Given records =
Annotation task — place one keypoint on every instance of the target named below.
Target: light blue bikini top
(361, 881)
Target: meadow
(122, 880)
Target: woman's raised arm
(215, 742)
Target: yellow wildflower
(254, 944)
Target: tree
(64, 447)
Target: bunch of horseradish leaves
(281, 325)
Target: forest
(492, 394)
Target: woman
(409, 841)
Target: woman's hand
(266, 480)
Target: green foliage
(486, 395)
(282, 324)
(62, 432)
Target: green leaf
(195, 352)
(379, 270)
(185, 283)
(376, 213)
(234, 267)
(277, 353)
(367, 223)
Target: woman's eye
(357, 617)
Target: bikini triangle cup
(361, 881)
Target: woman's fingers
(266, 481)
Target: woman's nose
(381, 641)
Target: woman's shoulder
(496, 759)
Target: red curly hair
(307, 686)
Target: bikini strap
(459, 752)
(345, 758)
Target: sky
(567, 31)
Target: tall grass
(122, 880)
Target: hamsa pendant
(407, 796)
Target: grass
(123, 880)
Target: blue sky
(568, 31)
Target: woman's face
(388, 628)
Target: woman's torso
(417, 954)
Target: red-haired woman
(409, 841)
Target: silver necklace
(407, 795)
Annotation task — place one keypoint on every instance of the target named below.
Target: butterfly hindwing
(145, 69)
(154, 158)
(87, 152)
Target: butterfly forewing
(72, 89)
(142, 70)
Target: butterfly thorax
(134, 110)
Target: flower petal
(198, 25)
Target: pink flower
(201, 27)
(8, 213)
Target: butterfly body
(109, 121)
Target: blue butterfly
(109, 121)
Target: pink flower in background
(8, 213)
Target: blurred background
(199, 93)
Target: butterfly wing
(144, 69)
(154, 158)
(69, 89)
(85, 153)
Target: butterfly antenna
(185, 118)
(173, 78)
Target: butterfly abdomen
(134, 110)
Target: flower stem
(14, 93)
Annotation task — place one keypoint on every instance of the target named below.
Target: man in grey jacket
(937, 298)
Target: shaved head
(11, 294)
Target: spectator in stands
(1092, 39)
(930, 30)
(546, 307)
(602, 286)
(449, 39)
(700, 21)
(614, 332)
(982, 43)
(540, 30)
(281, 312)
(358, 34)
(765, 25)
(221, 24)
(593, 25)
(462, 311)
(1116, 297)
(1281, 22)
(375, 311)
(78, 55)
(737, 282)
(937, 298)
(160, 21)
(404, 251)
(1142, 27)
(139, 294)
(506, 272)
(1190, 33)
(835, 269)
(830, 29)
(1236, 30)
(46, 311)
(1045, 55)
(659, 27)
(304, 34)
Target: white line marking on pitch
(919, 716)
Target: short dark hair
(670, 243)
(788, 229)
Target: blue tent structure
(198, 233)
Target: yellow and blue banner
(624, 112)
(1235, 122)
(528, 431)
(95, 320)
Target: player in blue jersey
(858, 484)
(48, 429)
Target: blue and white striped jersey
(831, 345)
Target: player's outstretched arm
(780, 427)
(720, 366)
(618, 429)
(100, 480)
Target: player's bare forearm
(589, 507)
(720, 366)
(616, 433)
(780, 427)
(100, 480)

Exercise objective =
Return every line of the items above verbatim, leaving nothing out and changing nothing.

The output =
Annotation task — place one keypoint on every instance of the target named below.
Target: light blue bikini top
(361, 881)
Target: meadow
(122, 880)
Target: woman's raised arm
(215, 742)
Target: yellow wildflower
(254, 944)
Target: tree
(64, 447)
Target: bunch of horseradish leaves
(281, 325)
Target: forest
(492, 394)
Target: woman
(409, 841)
Target: woman's hand
(266, 480)
Target: green foliage
(486, 395)
(282, 324)
(62, 432)
Target: green leaf
(195, 352)
(379, 270)
(185, 283)
(376, 213)
(234, 267)
(277, 353)
(367, 223)
Target: woman's eye
(357, 617)
Target: bikini triangle cup
(361, 881)
Target: woman's fingers
(266, 481)
Target: woman's nose
(381, 641)
Target: woman's shoulder
(496, 759)
Target: red curly hair
(307, 686)
Target: bikini strap
(459, 752)
(345, 758)
Target: sky
(567, 31)
Target: tall grass
(122, 880)
Target: hamsa pendant
(407, 796)
Target: grass
(123, 880)
Target: blue sky
(568, 31)
Target: woman's face
(388, 628)
Target: woman's torso
(417, 954)
Target: red-haired woman
(409, 841)
Target: silver necklace
(407, 795)
Annotation task — place one keypoint on every instance of the target named below.
Target: butterfly hindwing
(145, 69)
(154, 158)
(87, 152)
Target: butterfly forewing
(72, 89)
(142, 70)
Target: butterfly thorax
(134, 110)
Target: flower petal
(198, 25)
Target: pink flower
(201, 27)
(8, 213)
Target: butterfly body
(109, 121)
Target: blue butterfly
(109, 121)
Target: pink flower in background
(8, 213)
Target: blurred background
(199, 93)
Target: butterfly wing
(144, 69)
(154, 158)
(69, 89)
(85, 153)
Target: butterfly antenna
(185, 118)
(173, 78)
Target: butterfly abdomen
(134, 110)
Target: flower stem
(14, 93)
Annotation task — place one keypoint on every instance of the target named below.
Target: man in grey jacket
(937, 298)
Target: shaved head
(11, 294)
Target: spectator in stands
(1092, 39)
(930, 30)
(546, 307)
(602, 286)
(449, 39)
(700, 21)
(614, 332)
(982, 43)
(540, 30)
(281, 312)
(358, 34)
(765, 25)
(221, 24)
(593, 25)
(462, 311)
(1116, 297)
(1281, 22)
(375, 311)
(78, 55)
(737, 282)
(937, 298)
(160, 21)
(404, 251)
(1142, 27)
(139, 294)
(506, 272)
(1190, 33)
(835, 269)
(830, 29)
(1236, 30)
(46, 311)
(1045, 55)
(659, 27)
(304, 34)
Target: white line marking on pitch
(919, 716)
Target: short dark hair
(670, 243)
(788, 229)
Target: blue tent structure
(198, 233)
Target: yellow and blue banner
(624, 112)
(1235, 122)
(528, 431)
(95, 320)
Target: player in blue jersey
(858, 484)
(48, 429)
Target: blue and white striped jersey
(831, 345)
Target: player's outstretched arm
(780, 427)
(720, 366)
(618, 429)
(100, 480)
Target: player's bare forearm
(589, 507)
(720, 366)
(616, 433)
(780, 427)
(100, 480)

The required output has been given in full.